(Beginning of The data)

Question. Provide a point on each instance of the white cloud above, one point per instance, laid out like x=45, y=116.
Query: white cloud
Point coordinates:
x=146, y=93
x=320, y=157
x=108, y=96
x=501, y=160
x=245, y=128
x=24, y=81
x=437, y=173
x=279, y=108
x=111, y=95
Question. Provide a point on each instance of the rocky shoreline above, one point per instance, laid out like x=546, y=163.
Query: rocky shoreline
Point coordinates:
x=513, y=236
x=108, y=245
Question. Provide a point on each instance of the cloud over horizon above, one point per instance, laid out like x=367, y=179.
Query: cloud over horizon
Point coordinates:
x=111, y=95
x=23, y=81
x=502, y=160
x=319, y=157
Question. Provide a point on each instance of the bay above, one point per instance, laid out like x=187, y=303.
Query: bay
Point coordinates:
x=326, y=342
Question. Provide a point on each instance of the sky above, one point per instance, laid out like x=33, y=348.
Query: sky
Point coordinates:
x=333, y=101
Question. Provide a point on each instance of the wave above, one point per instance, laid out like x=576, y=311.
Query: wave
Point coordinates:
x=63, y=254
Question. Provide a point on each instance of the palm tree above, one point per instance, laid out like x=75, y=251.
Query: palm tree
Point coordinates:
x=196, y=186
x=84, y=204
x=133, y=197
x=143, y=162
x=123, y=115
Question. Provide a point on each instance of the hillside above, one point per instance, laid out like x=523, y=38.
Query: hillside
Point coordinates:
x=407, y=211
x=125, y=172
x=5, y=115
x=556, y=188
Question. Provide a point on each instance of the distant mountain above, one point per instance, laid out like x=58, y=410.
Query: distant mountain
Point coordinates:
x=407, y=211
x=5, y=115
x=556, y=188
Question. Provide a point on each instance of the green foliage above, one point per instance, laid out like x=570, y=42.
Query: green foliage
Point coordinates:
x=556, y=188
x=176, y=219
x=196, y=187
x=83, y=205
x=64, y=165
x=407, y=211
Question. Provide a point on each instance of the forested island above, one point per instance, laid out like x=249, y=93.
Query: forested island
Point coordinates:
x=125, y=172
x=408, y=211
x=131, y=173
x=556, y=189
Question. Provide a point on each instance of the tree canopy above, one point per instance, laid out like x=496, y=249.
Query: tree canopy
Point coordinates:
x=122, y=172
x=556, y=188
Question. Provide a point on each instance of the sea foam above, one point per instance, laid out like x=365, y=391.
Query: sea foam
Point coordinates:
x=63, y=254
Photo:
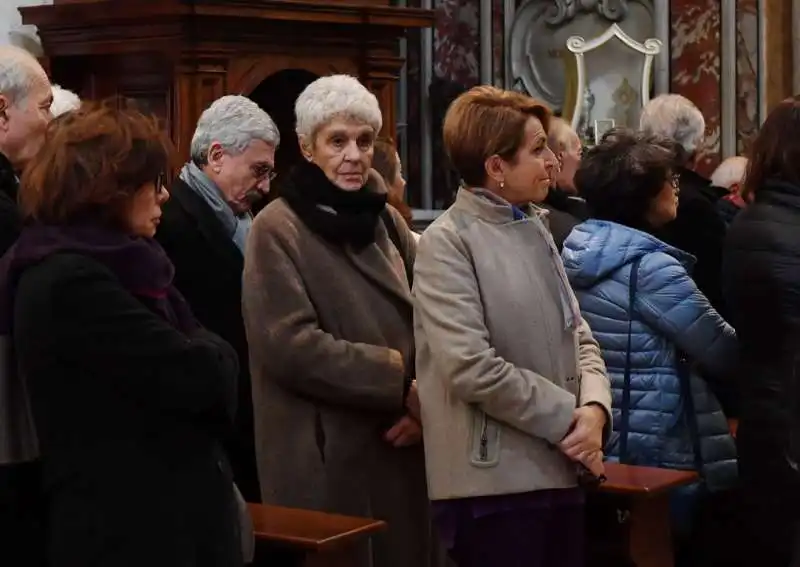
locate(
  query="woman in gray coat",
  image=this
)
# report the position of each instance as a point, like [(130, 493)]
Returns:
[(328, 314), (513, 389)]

(End of The data)
(Beginning of The data)

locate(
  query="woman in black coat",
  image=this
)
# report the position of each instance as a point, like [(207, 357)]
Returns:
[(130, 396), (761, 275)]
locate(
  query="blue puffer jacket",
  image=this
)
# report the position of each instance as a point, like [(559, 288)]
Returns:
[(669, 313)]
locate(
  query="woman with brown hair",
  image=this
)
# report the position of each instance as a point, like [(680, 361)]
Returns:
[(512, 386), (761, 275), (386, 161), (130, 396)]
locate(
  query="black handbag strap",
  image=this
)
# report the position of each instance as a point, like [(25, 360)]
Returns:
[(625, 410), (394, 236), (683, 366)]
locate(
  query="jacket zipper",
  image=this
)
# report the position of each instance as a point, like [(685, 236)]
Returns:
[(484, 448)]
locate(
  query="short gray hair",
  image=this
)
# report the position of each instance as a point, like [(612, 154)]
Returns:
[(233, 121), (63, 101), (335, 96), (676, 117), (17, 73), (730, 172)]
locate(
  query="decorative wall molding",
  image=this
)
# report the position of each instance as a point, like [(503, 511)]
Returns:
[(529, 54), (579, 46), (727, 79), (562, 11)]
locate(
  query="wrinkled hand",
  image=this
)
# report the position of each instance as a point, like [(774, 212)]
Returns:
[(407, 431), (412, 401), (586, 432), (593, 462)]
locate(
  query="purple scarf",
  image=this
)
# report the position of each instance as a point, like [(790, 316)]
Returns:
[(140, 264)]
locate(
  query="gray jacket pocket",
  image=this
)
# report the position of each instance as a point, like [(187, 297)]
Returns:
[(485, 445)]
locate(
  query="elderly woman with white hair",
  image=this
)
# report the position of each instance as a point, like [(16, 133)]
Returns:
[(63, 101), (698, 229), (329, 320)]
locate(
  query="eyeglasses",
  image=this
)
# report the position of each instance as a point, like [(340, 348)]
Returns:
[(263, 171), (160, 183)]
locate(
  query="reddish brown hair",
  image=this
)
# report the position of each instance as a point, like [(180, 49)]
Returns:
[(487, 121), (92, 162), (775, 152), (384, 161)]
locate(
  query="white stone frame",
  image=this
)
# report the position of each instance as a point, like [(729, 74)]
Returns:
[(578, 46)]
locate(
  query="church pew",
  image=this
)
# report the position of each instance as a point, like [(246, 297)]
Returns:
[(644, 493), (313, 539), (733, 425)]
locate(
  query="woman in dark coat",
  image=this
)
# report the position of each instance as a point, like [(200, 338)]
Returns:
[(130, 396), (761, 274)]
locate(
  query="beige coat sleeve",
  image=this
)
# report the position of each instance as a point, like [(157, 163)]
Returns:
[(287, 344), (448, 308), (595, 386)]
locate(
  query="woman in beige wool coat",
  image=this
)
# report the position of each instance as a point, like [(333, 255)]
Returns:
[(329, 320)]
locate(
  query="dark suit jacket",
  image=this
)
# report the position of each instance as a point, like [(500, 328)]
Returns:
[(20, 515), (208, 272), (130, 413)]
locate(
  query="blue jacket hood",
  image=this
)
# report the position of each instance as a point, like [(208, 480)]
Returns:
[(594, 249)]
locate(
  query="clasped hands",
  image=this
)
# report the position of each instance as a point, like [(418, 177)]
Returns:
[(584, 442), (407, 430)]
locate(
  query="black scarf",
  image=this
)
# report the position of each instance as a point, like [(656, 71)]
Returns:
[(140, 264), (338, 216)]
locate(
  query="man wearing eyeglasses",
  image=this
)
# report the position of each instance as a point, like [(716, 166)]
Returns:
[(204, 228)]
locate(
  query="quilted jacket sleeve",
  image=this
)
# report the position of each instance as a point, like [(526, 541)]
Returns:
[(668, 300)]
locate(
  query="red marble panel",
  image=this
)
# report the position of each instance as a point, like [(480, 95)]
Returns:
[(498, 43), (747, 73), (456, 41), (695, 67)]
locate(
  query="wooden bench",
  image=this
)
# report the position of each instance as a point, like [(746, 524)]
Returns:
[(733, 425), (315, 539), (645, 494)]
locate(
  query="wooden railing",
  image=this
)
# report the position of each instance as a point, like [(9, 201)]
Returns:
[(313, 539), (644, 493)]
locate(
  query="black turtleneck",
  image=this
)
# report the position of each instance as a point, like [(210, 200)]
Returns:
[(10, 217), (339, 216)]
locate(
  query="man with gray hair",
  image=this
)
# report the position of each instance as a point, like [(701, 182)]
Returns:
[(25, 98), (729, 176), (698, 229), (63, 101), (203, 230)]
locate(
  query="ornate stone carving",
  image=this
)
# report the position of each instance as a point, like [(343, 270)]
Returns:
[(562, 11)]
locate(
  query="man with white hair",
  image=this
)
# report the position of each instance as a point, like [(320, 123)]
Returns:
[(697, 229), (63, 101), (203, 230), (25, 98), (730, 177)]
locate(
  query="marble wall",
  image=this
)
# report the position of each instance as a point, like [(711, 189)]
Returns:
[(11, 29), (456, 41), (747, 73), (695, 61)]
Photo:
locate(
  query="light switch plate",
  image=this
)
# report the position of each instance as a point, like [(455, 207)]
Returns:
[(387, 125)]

(End of The data)

Of all the entries above, retype exactly the lines from the line with "Question. Provide a point on each instance of the white" to the line with "Query: hillside", both included, and no others.

Question. Provide a point on each instance of the white cloud above, one point per instance, laid out like x=45, y=116.
Query: white cloud
Point coordinates:
x=146, y=93
x=320, y=157
x=108, y=96
x=501, y=160
x=245, y=128
x=24, y=81
x=437, y=173
x=279, y=108
x=111, y=95
Question. Provide a point on each instance of the rocky shoreline above, one point per instance, laid out like x=546, y=163.
Query: rocky shoreline
Point coordinates:
x=513, y=236
x=108, y=245
Question. Provide a point on each instance of the cloud over horizon above, one point per instance, laid out like x=367, y=179.
Query: cloud over horizon
Point coordinates:
x=111, y=95
x=23, y=81
x=502, y=160
x=319, y=157
Question. Provide a point on each instance of the bay above, one point per instance, laid out like x=187, y=303.
Query: bay
Point coordinates:
x=326, y=342
Question. Provide a point on each instance of the sky above, one point per instance, laid out like x=33, y=348.
Query: sky
Point coordinates:
x=333, y=101
Question. Provide a point on each instance of the wave above, one point per instance, laid out like x=576, y=311.
Query: wave
Point coordinates:
x=63, y=254
Question. Provide a point on each instance of the palm tree above, one point per instance, laid out like x=75, y=251.
Query: palm tree
Point coordinates:
x=196, y=186
x=84, y=204
x=133, y=197
x=143, y=162
x=123, y=115
Question. Provide a point on each instance of the hillside above, one point per instance, laid out like x=523, y=38.
Query: hillside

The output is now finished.